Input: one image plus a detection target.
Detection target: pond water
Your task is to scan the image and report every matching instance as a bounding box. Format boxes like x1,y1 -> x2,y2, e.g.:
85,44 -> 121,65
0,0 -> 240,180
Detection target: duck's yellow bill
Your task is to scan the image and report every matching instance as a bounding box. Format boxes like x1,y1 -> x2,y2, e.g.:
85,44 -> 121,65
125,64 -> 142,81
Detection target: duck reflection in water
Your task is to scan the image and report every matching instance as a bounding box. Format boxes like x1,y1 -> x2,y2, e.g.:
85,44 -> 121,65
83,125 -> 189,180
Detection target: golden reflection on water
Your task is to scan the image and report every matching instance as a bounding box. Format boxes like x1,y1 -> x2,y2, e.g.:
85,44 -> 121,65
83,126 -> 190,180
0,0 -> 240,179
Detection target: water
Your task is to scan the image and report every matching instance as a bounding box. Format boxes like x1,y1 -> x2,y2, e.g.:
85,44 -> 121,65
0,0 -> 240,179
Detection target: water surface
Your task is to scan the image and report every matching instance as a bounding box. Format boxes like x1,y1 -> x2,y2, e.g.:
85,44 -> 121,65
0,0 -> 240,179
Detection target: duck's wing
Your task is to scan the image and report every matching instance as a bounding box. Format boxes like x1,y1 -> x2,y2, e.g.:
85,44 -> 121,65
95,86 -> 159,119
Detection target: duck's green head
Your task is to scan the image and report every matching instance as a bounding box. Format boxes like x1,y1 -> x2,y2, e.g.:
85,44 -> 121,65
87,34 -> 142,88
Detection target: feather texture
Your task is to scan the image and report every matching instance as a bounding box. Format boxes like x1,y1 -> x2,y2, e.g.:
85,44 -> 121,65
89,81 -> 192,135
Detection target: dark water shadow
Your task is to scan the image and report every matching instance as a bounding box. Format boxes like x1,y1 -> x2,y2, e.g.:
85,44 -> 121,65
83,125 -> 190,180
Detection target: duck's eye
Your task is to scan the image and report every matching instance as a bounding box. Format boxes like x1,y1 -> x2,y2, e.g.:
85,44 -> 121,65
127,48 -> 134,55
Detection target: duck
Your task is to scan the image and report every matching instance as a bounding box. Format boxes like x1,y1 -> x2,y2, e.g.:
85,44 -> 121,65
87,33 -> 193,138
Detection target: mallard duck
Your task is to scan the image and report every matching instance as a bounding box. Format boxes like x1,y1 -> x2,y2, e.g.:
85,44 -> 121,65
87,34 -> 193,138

------------------------

# A fazer:
Digite novamente todas as linhas acima, sem alterar nenhum caractere.

# Resposta esperada:
Input: one image plus a detection target.
Detection target: pond water
Your task is to scan the image and report every matching instance as a bounding box. Format boxes like x1,y1 -> x2,y2, e.g.:
85,44 -> 121,65
0,0 -> 240,180
Detection target: duck's yellow bill
Your task is to scan the image and report every matching instance as a bounding box. Format boxes like x1,y1 -> x2,y2, e.g.:
85,44 -> 121,65
125,64 -> 142,81
Detection target: duck reflection in water
Your task is to scan the image and report every matching instance as a bounding box. Format boxes like x1,y1 -> x2,y2, e.g.:
85,44 -> 121,65
83,125 -> 189,180
Detection target: golden reflection on water
Your task is to scan the image and report every matching instance as a bounding box. Format boxes like x1,y1 -> x2,y2, e.g.:
85,44 -> 121,65
83,126 -> 190,180
0,0 -> 240,179
Detection target: water
Your task is to scan the image and report every matching instance as a bounding box. Format boxes like x1,y1 -> x2,y2, e.g.:
85,44 -> 121,65
0,0 -> 240,179
Detection target: water surface
Your task is to scan the image and report every matching instance as a bounding box. Format boxes like x1,y1 -> x2,y2, e.g.:
85,44 -> 121,65
0,0 -> 240,179
Detection target: duck's wing
Your task is to scan the image and report every matching instance as a bounding box. Format boxes like x1,y1 -> x2,y2, e.g.:
85,44 -> 121,65
95,86 -> 159,119
Detection target: duck's green head
Your task is to scan the image and report every matching instance as a bounding box. Format boxes like x1,y1 -> x2,y2, e.g.:
85,44 -> 121,65
87,34 -> 142,88
Detection target: feather texture
Your task is to scan the image and report every matching instance as a bounding box. Format boxes like x1,y1 -> x2,y2, e.g.:
85,44 -> 121,65
89,81 -> 192,135
Detection target: dark water shadow
Your task is to scan the image and report every matching instance as a bounding box. Format boxes like x1,y1 -> x2,y2, e.g.:
85,44 -> 121,65
83,125 -> 190,180
Detection target: duck's eye
Your task is to scan the image and report every matching instance as a bounding box. Format boxes like x1,y1 -> x2,y2, e.g.:
85,44 -> 121,65
127,48 -> 134,55
Detection target: duck
Your task is to scan the image and report every matching instance as a bounding box. Format boxes like x1,y1 -> x2,y2, e.g.:
85,44 -> 121,65
87,33 -> 193,138
Detection target: mallard duck
Your task is to scan the image and report every matching instance as a bounding box. Format boxes like x1,y1 -> x2,y2, e.g.:
85,44 -> 121,65
87,34 -> 193,138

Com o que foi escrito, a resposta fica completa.